### 本文
特徴A9によれば、貯留領域をまとめることができる。このような構成とすれば、貯留部を各一般入球部に対応するようにして個別に設ける場合と比較して、占有領域が嵩むことを抑制できる。また、遊技者の注目箇所が過度に増えることを回避できるため、実用上好ましい構成を実現できる。
特徴A10.遊技領域(遊技領域PE)が形成された遊技盤(遊技盤60)と、
前記遊技領域に設けられ、遊技球が入球可能な始動入球部(作動入球部62,63)と、
前記始動入球部への入球に基づいて特別情報(保留情報)を取得する情報取得手段(主制御装置162のMPU602において情報取得処理を実行する機能)と、
前記情報取得手段によって取得された特別情報を記憶可能な取得情報記憶手段(主制御装置162のMPU602に設けられた保留球格納エリア604b)と、
前記取得情報記憶手段に記憶されている特別情報が所定の判定情報(例えば当たりに係る情報)と対応しているか否かの判定を行う判定手段(例えば主制御装置162のMPU602において当否判定処理等を実行する機能)と、
前記判定手段による判定結果が前記所定の判定情報に対応する対応結果となった場合に、遊技状態を特別遊技状態(例えば開閉実行モード)へ移行させる遊技状態移行手段(主制御装置162のMPU602にて開閉実行モードへの移行処理を実行する機能)と、
前記遊技領域に設けられ、遊技球が入球可能な受入状態及び入球が不可となる非受入状態に切替可能な可変入球部(可変入賞装置64,65)と、
前記特別遊技状態となった場合に、前記可変入球部を前記非受入状態及び前記受入状態に切り替える駆動制御手段(主制御装置162のMPU602にて開閉処理を実行する機能)と、
前記始動入球部及び前記可変入球部とは別に設けられ、遊技球が入球可能な所定の一般入球部(一般入賞口61)と
を備え、
前記所定の一般入球部は、
遊技球の入口部分を構成する入球口(一般入賞口61の入口部分)と、
前記入球口に入った遊技球を案内する案内通路(球通路360)と、
前記入球口に入った遊技球を検知する検知手段(検知センサ151)と、
前記検知手段を通過した遊技球を貯留する貯留部(貯留部368)と
を有し、
前記検知手段によって遊技球が検知されたことに基づいて遊技球を払い出す払出手段(払出制御装置181や払出装置222)を備えていることを特徴とする遊技機。
######
* _作業内容_
本文について、次の問いに答えよ。
1. 特徴A9の構成では、貯留部を各一般入球部に対応させて個別に設ける場合と比べて、何を抑制できるとされているか。
2. 特徴A10において、可変入球部の具体例として括弧内に挙げられているものは何か。
3. 検知手段によって遊技球が検知されたことに基づいて遊技球を払い出す払出手段の具体例として、括弧内に挙げられているものは何か。
### 提供データ
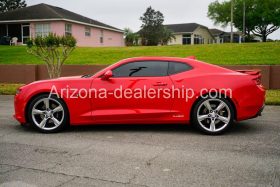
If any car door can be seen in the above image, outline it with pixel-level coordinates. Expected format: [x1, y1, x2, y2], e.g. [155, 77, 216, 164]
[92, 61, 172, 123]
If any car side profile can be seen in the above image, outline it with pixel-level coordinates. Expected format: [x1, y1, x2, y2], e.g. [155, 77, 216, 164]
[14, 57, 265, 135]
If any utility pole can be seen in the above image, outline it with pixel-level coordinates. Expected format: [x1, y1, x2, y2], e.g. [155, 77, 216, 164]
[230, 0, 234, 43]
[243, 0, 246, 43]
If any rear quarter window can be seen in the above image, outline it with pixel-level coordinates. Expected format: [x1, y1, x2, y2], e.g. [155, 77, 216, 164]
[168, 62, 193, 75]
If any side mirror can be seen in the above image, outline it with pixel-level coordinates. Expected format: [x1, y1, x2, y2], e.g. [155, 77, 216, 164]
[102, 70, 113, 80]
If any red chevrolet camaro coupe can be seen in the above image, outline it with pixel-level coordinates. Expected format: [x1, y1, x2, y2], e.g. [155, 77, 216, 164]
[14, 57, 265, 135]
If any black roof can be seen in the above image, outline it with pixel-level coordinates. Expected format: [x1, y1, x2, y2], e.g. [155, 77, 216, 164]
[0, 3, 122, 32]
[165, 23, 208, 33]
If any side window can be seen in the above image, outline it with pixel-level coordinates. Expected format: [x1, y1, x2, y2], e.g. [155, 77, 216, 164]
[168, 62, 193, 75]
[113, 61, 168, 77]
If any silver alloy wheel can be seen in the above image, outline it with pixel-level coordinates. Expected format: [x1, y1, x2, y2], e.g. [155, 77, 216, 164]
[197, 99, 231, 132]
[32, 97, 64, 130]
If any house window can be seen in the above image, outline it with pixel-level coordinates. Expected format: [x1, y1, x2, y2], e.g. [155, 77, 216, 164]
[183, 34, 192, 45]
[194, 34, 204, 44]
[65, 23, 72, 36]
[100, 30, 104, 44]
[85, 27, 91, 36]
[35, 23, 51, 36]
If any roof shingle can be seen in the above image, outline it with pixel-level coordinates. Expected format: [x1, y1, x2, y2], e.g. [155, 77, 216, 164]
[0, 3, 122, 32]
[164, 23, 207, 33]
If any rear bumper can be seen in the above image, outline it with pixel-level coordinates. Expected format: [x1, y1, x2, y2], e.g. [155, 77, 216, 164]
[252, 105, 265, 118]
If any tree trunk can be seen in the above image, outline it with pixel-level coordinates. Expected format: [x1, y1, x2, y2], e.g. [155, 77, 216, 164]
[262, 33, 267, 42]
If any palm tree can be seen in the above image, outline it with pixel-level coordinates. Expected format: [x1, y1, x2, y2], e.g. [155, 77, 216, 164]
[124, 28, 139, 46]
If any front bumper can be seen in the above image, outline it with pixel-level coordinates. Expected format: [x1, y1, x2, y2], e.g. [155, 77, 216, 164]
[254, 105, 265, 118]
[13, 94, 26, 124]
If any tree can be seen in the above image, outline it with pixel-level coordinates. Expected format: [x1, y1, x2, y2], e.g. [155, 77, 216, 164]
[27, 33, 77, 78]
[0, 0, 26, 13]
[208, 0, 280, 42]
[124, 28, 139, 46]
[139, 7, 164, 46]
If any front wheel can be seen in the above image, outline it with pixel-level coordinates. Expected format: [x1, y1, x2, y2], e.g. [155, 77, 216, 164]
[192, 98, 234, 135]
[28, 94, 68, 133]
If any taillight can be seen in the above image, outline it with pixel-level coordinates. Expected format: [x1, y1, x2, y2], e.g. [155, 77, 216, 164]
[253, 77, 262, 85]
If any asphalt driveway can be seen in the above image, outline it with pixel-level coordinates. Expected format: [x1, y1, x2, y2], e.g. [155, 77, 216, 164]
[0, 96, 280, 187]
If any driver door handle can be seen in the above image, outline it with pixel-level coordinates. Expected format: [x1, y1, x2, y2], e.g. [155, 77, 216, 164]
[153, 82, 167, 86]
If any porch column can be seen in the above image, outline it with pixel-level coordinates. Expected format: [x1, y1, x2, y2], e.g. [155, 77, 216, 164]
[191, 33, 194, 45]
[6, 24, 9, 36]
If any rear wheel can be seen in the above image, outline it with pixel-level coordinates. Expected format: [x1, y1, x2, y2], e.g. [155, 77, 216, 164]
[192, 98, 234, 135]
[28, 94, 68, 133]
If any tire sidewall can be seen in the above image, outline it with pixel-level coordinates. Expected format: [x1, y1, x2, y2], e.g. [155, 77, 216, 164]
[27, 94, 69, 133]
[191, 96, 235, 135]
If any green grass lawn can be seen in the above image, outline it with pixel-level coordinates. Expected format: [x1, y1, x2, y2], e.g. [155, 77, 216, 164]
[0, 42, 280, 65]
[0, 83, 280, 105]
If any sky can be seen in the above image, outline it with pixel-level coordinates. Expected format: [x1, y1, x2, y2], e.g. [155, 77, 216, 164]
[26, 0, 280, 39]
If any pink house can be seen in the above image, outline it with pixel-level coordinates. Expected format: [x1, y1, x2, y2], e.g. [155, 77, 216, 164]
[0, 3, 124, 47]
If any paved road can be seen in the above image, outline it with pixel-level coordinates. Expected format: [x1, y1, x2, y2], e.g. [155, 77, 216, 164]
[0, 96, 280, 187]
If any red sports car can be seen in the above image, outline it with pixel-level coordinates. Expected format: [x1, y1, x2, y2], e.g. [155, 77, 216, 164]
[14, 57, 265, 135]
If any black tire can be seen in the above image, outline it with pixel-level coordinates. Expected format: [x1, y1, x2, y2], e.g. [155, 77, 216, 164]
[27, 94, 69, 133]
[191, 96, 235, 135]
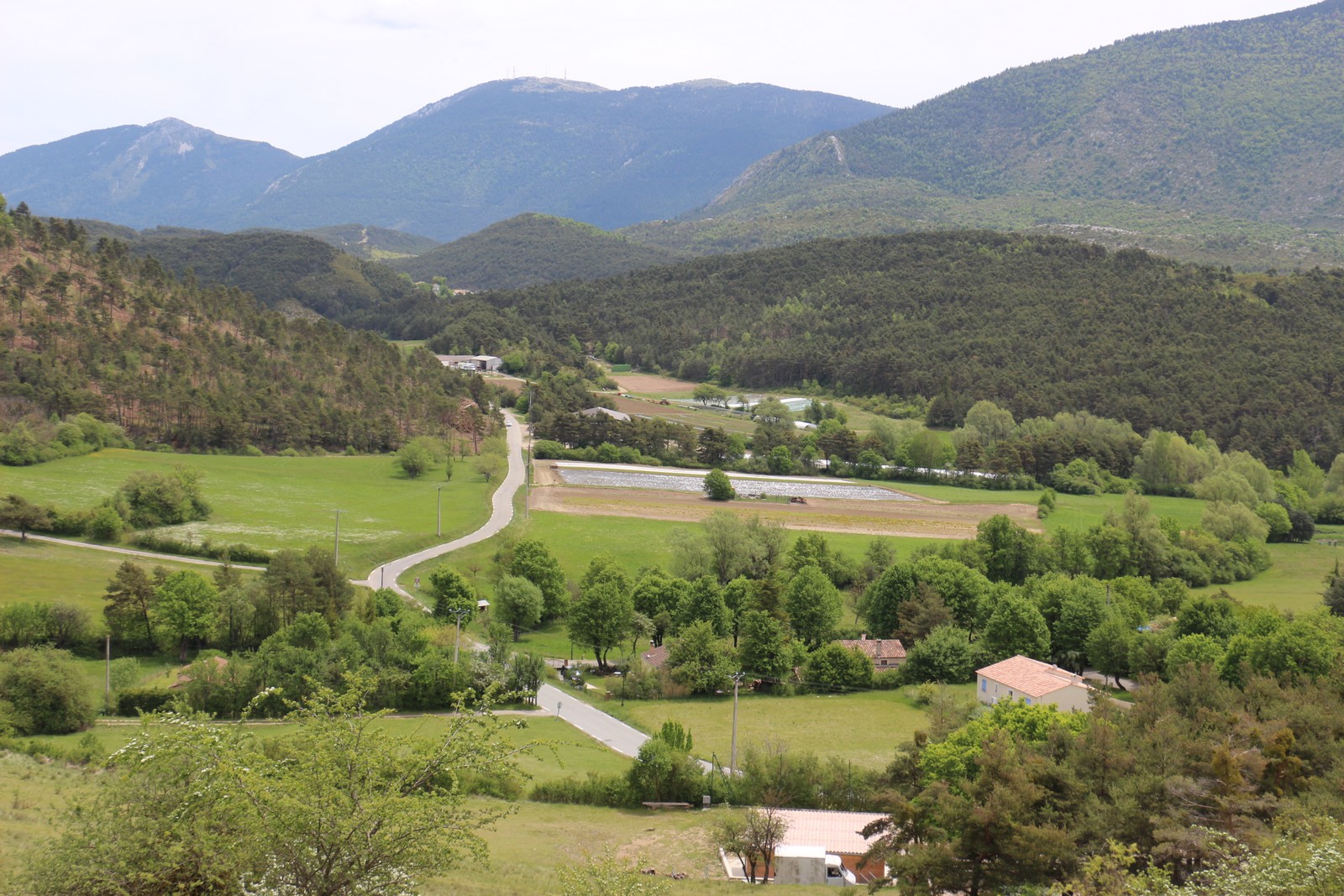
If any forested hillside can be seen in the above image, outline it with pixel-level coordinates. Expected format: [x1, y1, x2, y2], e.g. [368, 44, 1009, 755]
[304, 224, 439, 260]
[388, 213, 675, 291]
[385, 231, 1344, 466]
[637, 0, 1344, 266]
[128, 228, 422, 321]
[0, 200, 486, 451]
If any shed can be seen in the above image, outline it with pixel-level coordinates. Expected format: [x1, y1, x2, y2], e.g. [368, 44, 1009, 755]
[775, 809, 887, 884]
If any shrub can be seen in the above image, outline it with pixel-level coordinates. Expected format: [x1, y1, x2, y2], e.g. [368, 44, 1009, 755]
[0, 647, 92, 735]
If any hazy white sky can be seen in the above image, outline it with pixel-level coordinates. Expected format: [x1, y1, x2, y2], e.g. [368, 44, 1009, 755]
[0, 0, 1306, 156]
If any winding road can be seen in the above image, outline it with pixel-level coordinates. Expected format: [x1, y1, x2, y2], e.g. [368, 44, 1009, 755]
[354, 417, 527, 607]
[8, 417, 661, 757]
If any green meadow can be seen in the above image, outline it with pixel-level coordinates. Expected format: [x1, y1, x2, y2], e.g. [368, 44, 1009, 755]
######
* _解答_
1. 占有領域が嵩むことを抑制できるとされている。
2. 可変入賞装置64,65が挙げられている。
3. 払出制御装置181や払出装置222が挙げられている。